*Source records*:
__________________________________________________
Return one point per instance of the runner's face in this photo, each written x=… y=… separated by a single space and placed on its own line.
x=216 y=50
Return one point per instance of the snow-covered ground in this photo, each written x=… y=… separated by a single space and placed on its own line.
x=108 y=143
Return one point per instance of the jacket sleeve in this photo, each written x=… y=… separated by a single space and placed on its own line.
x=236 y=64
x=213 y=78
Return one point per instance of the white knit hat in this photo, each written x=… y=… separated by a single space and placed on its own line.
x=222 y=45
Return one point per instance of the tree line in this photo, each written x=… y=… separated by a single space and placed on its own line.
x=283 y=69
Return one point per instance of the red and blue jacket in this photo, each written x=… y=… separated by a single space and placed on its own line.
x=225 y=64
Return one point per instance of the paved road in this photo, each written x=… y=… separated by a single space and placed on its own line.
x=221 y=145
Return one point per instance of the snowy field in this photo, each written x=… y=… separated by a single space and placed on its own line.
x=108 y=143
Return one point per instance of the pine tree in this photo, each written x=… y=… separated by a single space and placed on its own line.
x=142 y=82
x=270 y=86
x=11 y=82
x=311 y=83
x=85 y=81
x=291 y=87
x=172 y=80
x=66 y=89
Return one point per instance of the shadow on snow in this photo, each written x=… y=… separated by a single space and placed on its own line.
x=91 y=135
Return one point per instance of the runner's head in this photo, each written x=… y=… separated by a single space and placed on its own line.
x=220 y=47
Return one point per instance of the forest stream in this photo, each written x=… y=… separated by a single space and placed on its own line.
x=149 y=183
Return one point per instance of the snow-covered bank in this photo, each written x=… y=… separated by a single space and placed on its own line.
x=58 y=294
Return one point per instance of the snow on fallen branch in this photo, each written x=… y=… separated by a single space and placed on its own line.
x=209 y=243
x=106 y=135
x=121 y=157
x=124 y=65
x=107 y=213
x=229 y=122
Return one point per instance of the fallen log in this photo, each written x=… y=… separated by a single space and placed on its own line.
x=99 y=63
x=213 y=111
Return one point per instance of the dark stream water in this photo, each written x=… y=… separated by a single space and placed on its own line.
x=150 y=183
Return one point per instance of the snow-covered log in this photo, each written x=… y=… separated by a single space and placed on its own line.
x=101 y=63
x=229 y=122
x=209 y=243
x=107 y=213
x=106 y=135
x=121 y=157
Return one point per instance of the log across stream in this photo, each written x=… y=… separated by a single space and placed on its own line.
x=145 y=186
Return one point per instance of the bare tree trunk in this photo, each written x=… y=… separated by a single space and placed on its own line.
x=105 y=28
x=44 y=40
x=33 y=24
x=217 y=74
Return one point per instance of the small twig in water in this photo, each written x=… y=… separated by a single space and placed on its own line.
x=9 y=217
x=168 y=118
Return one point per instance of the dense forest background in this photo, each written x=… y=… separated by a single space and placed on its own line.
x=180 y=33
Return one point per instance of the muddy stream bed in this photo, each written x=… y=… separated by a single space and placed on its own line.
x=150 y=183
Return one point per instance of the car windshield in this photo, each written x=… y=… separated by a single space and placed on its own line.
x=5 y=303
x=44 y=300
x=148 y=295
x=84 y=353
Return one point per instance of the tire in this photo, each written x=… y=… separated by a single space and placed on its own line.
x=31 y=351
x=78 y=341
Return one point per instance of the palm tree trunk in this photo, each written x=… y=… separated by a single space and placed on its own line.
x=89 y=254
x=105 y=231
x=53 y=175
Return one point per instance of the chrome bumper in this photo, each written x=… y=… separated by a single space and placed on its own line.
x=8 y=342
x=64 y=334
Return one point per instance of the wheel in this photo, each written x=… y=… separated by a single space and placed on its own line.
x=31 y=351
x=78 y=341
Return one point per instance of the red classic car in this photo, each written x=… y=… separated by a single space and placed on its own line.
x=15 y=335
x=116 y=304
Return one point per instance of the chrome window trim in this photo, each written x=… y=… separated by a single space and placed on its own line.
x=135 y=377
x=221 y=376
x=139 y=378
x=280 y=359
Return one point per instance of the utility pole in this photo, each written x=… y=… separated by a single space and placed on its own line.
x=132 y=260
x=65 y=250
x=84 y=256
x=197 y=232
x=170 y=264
__________________________________________________
*Given task*:
Rewrite the listing above, changing every "placed on its own line" to "set on a separate line" and keeping all other text the same.

*Response to the task*:
Return one point per instance of the runner's face in this photo, each written x=… y=… separated by a single space and set on a separate line.
x=216 y=50
Return one point per instance of the snow-covered ground in this photo, each written x=… y=… separated by a single space and set on a separate line.
x=108 y=143
Return one point per instance of the jacket sleeve in this photo, each written x=… y=… separated by a single space and set on a separate line.
x=236 y=64
x=213 y=78
Return one point per instance of the white knit hat in this photo, each written x=… y=… separated by a single space and set on a separate line.
x=222 y=45
Return one point per instance of the tree line in this photo, each written x=… y=… separated by a single space and set on a separate line.
x=283 y=69
Return one point per instance of the red and blue jacket in this photo, each written x=… y=… separated by a single space and set on a separate line.
x=225 y=64
Return one point per instance of the paved road in this photo, each written x=… y=… separated by a single space and set on a separate line.
x=221 y=145
Return one point per instance of the snowy field in this photo, each written x=… y=… separated by a single space and set on a separate line.
x=108 y=143
Return one point per instance of the pine tree in this photo, each written x=… y=… separated by a single space and set on a separate line.
x=142 y=82
x=270 y=86
x=11 y=82
x=311 y=83
x=85 y=81
x=291 y=87
x=172 y=80
x=66 y=89
Return one point per instance of the shadow on snow in this photo, each written x=… y=… separated by a single space and set on a separate line.
x=91 y=135
Return one point per instance of the runner's head in this photo, each written x=… y=… separated by a single space and set on a separate line.
x=220 y=47
Return one point per instance of the forest stream in this photo, each written x=… y=… separated by a single space and set on a separate line.
x=149 y=183
Return one point per instance of the snow-covered bank in this photo, each written x=… y=… separated by a single space and set on a separate line.
x=58 y=294
Return one point per instance of the snow on fallen branch in this photo, each written x=… y=… separated by a single space and set on a separate line.
x=209 y=243
x=106 y=135
x=121 y=157
x=124 y=65
x=107 y=213
x=229 y=122
Return one point per instance of the fallen log in this photo, each written x=… y=… separated by a single space and set on a separate line.
x=99 y=63
x=213 y=111
Return one point per instance of the dark stream water in this photo, each written x=… y=… separated by a single space and set on a separate line.
x=150 y=183
Return one point per instance of the snow-covered log in this photo, each written x=… y=… separated by a single space and set on a separate line.
x=101 y=63
x=229 y=122
x=209 y=243
x=107 y=213
x=106 y=135
x=121 y=157
Return one point per instance of the log across stream in this photo, each written x=… y=… separated by a single space and set on a separate line.
x=145 y=186
Return one point per instance of the bare tree trunk in this photo, each written x=… y=… separated by a single space and set on a separate line.
x=105 y=28
x=44 y=40
x=33 y=24
x=217 y=74
Return one point per instance of the small twig in water in this photo, each written x=… y=… separated by a single space and set on a separate line.
x=9 y=217
x=168 y=118
Return one point per instance of the dense forest background in this photo, each written x=… y=… separated by a single space and set on a separate line.
x=180 y=33
Return one point per instance of the muddy stream bed in this photo, each written x=… y=… separated by a single space and set on a separate line.
x=150 y=183
Return one point per instance of the car windshield in this photo, each written x=… y=… separated by a single space and set on a separate line.
x=5 y=303
x=44 y=300
x=148 y=295
x=84 y=353
Return one point per instance of the tire in this photo, each written x=… y=… separated by a single space and set on a separate line.
x=31 y=351
x=78 y=341
Return one point per instance of the palm tree trunk in this photo, each written x=… y=… separated by a single space and set on a separate line.
x=89 y=254
x=105 y=231
x=53 y=175
Return one point per instance of the chrome bumper in this photo, each written x=… y=… separated by a single space and set on a separate line.
x=8 y=342
x=64 y=334
Return one point per instance of the wheel in this photo, each written x=… y=… separated by a single space and set on a separate line.
x=31 y=351
x=78 y=341
Return one point per instance of the red classic car in this photo, each written x=… y=… separated by a single space and set on a separate line.
x=15 y=335
x=116 y=304
Return one point per instance of the chrome window trim in this photo, each written x=… y=… separated by a single space and set on a separate line.
x=135 y=377
x=221 y=376
x=139 y=378
x=280 y=359
Return one point per instance of the utility pole in this photo, each written x=… y=… separated by a single space and set on a separate line.
x=132 y=260
x=65 y=250
x=84 y=256
x=197 y=232
x=170 y=264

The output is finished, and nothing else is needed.